== TEXT SEGMENT ==

Wound Care Instructions Following Minor Surgery

After your surgery, a pressure may be placed over the area that has stitches. This will prevent bleeding. Please follow these instructions over the next 7 to 14 days. They will help prevent any complications as your wound heals.

NB: Longer time if wound is large or patient ‘dozy’ during procedure.

For the First 24 or 48 Hours After Your Surgery

  • Leave the pressure bandage on and keep it dry. If it should come loose, you may retape it, but do not take it off.
  • Relax and take it easy. No vigorous exercise or heavy lifting or alcohol. This could cause the wound to bleed.
  • Post-operative pain is usually mild. You may take paracetamol, t tablets every 6 hours as needed. This can be started as soon as you get home. Do not take aspirin or any drugs such as Nurofen.
  • You may see a small amount of drainage or blood on your pressure bandage. This is normal. However, if the drainage or bleeding continues and saturates the bandage, please do as follows:
    • Apply firm pressure with a gauze swab over the bandage for 15 minutes.
    • If bleeding still continues, apply an ice pack for 15 minutes to the bandaged area. Placing a bag of frozen peas into a dry plastic bag can make a simple ice pack. This avoids wetting the bandage.
    • If bleeding still continues, call our department during office hours or go to the nearest casualty department.

48 Hours After Your Surgery (If you are not attending the department)

  • Carefully remove the pressure bandage. If it seems very sticky or difficult to get off, you may need to soak it off in the shower.
  • After the pressure bandage has been removed, you may shower and get the wound wet. However, do not let the forceful stream of the shower hit the wound directly.
  • Follow these simple wound care and dressing change instructions:
    • Once a day, clean the stitch line by wetting a Q-tip/cotton bud with 3% hydrogen peroxide. Then gently roll it along the line of the wound. The hydrogen peroxide will help loosen any crust. Do not worry about the ‘frothing’ whilst cleaning.

===

WHAT TO PRODUCE:
Decide whether each statement below agrees with the wound care instructions. For each, answer yes or no and quote the deciding words of the instructions.
(a) During the first 24 or 48 hours, a pressure bandage that comes loose may be retaped but should not be removed.
(b) Aspirin may be taken for post-operative pain.
(c) Once the pressure bandage is off, the shower stream may be aimed directly at the wound.

== EXCERPTED RECORDS ==

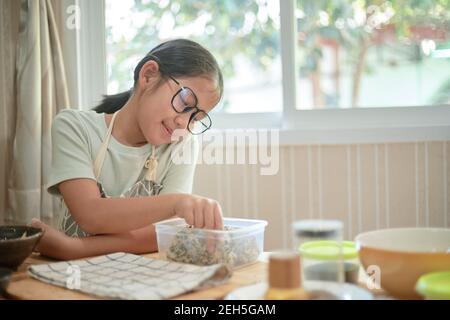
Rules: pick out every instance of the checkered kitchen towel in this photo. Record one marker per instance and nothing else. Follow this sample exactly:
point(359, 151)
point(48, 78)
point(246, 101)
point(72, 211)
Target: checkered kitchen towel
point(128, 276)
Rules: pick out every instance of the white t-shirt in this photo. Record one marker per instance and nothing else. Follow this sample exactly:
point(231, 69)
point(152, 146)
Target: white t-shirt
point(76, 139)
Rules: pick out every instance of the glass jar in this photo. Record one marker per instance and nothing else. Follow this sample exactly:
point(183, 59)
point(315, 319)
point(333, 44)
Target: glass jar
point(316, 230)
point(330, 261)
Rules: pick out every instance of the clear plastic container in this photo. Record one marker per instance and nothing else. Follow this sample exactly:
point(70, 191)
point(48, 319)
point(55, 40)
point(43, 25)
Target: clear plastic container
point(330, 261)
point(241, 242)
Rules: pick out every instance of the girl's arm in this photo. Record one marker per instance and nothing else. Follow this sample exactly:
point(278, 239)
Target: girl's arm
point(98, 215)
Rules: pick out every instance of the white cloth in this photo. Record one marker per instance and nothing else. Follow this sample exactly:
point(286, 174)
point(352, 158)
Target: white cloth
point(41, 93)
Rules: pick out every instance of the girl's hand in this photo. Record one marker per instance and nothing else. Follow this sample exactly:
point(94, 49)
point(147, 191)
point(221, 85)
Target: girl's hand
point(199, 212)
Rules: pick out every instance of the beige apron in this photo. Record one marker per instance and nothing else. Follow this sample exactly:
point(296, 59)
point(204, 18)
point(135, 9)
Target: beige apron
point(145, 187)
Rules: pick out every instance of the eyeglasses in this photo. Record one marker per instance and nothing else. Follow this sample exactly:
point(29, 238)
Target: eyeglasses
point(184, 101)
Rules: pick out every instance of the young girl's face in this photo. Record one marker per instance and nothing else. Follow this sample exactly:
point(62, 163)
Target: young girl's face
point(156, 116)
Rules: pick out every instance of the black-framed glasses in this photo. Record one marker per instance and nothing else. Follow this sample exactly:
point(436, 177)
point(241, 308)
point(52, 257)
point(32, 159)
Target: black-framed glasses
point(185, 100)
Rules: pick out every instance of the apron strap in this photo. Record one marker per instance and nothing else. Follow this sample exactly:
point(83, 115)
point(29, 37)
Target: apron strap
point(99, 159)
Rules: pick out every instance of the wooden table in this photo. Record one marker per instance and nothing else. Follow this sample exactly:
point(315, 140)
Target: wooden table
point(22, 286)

===
== EXCERPTED RECORDS ==

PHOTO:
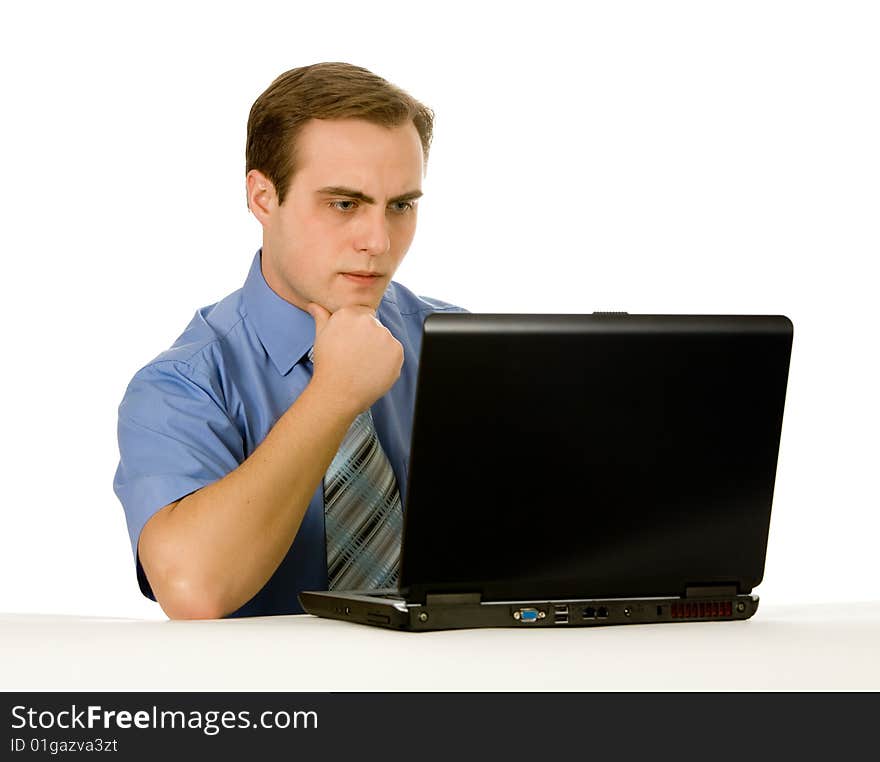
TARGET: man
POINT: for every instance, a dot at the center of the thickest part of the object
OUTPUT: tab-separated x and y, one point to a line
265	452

===

FINISHED TASK:
(a) Yes: "If it should come loose, you may retape it, but do not take it off."
(b) No: "Do not take aspirin or any drugs such as Nurofen."
(c) No: "However, do not let the forceful stream of the shower hit the wound directly."